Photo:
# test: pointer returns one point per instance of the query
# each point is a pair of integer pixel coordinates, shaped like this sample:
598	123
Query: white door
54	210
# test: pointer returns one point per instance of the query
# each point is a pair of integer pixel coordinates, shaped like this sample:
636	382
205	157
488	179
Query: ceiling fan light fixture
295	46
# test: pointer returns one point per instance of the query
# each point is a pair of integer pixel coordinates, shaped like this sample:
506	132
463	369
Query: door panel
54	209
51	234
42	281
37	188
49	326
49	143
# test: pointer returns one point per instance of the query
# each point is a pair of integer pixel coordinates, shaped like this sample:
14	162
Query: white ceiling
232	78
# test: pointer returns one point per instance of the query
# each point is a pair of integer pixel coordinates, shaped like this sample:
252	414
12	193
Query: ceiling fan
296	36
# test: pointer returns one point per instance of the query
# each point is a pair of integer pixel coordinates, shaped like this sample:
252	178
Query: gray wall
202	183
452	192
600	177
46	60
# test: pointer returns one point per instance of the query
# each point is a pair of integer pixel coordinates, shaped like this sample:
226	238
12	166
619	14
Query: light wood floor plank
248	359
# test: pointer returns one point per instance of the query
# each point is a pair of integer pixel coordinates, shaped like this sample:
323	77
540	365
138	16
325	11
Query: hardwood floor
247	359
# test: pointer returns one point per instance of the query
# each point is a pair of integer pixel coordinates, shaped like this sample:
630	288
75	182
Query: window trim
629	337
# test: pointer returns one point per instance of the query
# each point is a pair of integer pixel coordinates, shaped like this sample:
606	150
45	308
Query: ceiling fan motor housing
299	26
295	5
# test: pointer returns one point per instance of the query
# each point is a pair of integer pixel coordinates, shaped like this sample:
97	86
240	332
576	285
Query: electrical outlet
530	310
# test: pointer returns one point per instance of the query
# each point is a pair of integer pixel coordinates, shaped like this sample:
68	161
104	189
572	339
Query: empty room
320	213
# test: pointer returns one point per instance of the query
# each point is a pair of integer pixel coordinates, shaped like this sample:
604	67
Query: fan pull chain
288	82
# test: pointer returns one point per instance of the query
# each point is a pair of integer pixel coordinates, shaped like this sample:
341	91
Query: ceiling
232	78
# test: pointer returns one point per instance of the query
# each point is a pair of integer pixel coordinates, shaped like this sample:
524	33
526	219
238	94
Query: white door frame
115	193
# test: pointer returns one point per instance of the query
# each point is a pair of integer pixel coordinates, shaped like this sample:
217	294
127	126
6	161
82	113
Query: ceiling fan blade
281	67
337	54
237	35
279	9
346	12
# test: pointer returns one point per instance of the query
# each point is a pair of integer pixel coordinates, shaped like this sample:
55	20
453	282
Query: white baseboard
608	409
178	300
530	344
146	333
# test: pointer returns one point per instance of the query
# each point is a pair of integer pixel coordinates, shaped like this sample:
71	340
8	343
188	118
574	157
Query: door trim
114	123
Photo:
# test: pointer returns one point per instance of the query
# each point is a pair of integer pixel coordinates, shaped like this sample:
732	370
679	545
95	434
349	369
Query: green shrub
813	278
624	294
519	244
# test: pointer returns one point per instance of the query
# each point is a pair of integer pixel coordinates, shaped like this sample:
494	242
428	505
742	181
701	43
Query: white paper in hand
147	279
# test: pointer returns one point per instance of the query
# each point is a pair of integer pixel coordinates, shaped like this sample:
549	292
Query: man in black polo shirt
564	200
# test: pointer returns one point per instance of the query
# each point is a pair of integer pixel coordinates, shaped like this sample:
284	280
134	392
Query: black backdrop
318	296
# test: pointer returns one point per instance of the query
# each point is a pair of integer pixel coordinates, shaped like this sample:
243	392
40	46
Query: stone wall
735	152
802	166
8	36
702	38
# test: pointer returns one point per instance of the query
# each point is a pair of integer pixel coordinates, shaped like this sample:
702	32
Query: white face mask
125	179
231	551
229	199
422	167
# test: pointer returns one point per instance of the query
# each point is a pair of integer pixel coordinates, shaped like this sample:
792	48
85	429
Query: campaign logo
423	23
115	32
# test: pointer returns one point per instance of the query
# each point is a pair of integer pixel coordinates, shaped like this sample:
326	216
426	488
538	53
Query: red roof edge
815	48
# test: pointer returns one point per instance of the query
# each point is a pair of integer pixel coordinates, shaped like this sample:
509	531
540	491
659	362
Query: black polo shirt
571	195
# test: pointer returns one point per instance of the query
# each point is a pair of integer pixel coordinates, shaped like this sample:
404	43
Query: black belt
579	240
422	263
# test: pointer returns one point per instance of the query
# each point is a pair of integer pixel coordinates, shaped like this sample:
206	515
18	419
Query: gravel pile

━━━━━━━━

[SET TASK]
Write the material out exactly, with nothing left out.

[SOLUTION TO THIS TASK]
Photo:
# test: pointer returns one point per instance of the query
# each point is a pair of integer pixel coordinates, shaped like this sample:
598	123
Query: white door
54	210
# test: pointer returns one point per instance of the query
# each point is a pair of integer pixel coordinates, shaped like this sample:
636	382
205	157
488	179
Query: ceiling fan light fixture
295	46
# test: pointer returns one point per instance of the query
# each point is a pair of integer pixel coordinates, shaped like this sample:
506	132
463	369
Query: door panel
54	209
51	234
42	281
37	188
49	326
49	143
# test: pointer returns one point per instance of the query
# each point is a pair of integer pixel coordinates, shaped like this sample:
14	162
Query: white ceiling
232	78
# test: pointer returns one point per instance of the query
# each point is a pair of integer pixel coordinates, shaped like this sample:
252	414
12	193
Query: ceiling fan
296	36
# test: pointer returns one point per instance of the query
# each point is a pair of integer pixel coordinates, shaped like this sample:
252	178
Query: gray wall
202	183
452	192
600	177
46	60
# test: pointer returns one point per instance of the query
# each point is a pair of integer pixel coordinates, shaped like this sample:
226	238
12	166
619	14
Query: light wood floor plank
248	359
# test: pointer returns one point per instance of the query
# each point is a pair of integer pixel coordinates, shaped like this sample:
323	77
540	365
138	16
325	11
Query: hardwood floor
247	359
# test: pointer returns one point per instance of the query
# each point is a pair of integer pixel coordinates, shaped like this sample:
630	288
75	182
Query: window trim
629	337
# test: pointer returns one point per instance of the query
# each point is a pair of integer pixel coordinates, shaped like this sample:
606	150
45	308
Query: ceiling fan motor housing
299	26
295	5
# test: pointer returns one point per instance of the query
# each point is a pair of integer pixel coordinates, shaped like this sample:
97	86
240	332
576	285
Query: electrical outlet
530	310
# test: pointer returns one point per instance of the query
# each point is a pair of integer pixel coordinates, shaped like this sample:
68	161
104	189
572	339
Query: empty room
320	213
# test: pointer returns one point per instance of the query
# each point is a pair of integer pixel coordinates, shaped like this sample:
604	67
Query: fan pull chain
288	82
# test: pointer returns one point per instance of the query
# each point is a pair of integer pixel coordinates, shaped like this sample:
341	91
Query: ceiling
232	78
# test: pointer returns one point per instance of the query
# each point is a pair of integer pixel coordinates, shaped like this sample:
524	33
526	219
238	94
Query: white door frame
115	193
# test: pointer returns one point per instance of the query
# each point is a pair of integer pixel coordinates, shaped like this sample:
217	294
127	126
6	161
82	113
Query: ceiling fan blade
281	67
337	54
237	35
279	9
346	12
# test: pointer returns one point per instance of the query
# each point is a pair of integer pixel coordinates, shaped like this sample:
55	20
453	282
Query: white baseboard
608	409
178	300
530	344
146	333
# test: pointer returns one point per instance of the query
# each point is a pair of integer pixel coordinates, shaped like this sample:
71	340
8	343
188	118
574	157
Query: door trim
114	123
Photo:
# test: pointer returns one point per instance of the query
# each point is a pair of integer pixel coordinates, shaped like this sample:
732	370
679	545
95	434
349	369
Query: green shrub
813	278
624	294
519	244
# test: pointer returns one point per instance of the query
# each point is a pair of integer pixel coordinates, shaped like this sample:
494	242
428	505
742	181
701	43
Query: white paper in hand
147	279
# test: pointer returns one point per instance of the query
# each point is a pair of integer pixel coordinates, shaped like this sample:
549	292
Query: man in black polo shirt
564	200
# test: pointer returns one point per instance of the query
# each point is a pair of integer pixel coordinates, shaped like this sample:
284	280
134	392
Query: black backdrop
318	296
# test: pointer returns one point per instance of the query
# each point is a pair of integer pixel coordinates, shaped like this sample:
243	392
40	46
Query: stone wall
735	152
802	166
8	36
702	38
# test: pointer returns one point per instance of the query
# each point is a pair of integer pixel coordinates, shaped like this sample:
702	32
Query: white face mask
125	179
231	551
229	199
422	167
# test: pointer returns one point per instance of the query
# each point is a pair of integer pixel coordinates, shaped like this sample:
792	48
85	429
Query: campaign logo
423	23
115	32
# test: pointer returns one point per instance of the query
# each point is a pair of integer pixel coordinates, shaped like this sample:
326	216
426	488
538	53
Query: red roof edge
815	48
# test: pointer returns one point per instance of the query
# each point is a pair of integer pixel coordinates, shaped like this sample:
509	531
540	491
659	362
Query: black polo shirt
571	195
# test: pointer returns one point per instance of the query
# each point is a pair of integer pixel coordinates, shaped like this sample:
404	43
Query: black belt
579	240
422	263
# test: pointer returns one point per instance of the query
# each point is a pair of integer pixel coordinates, shaped like this sample:
206	515
18	419
Query: gravel pile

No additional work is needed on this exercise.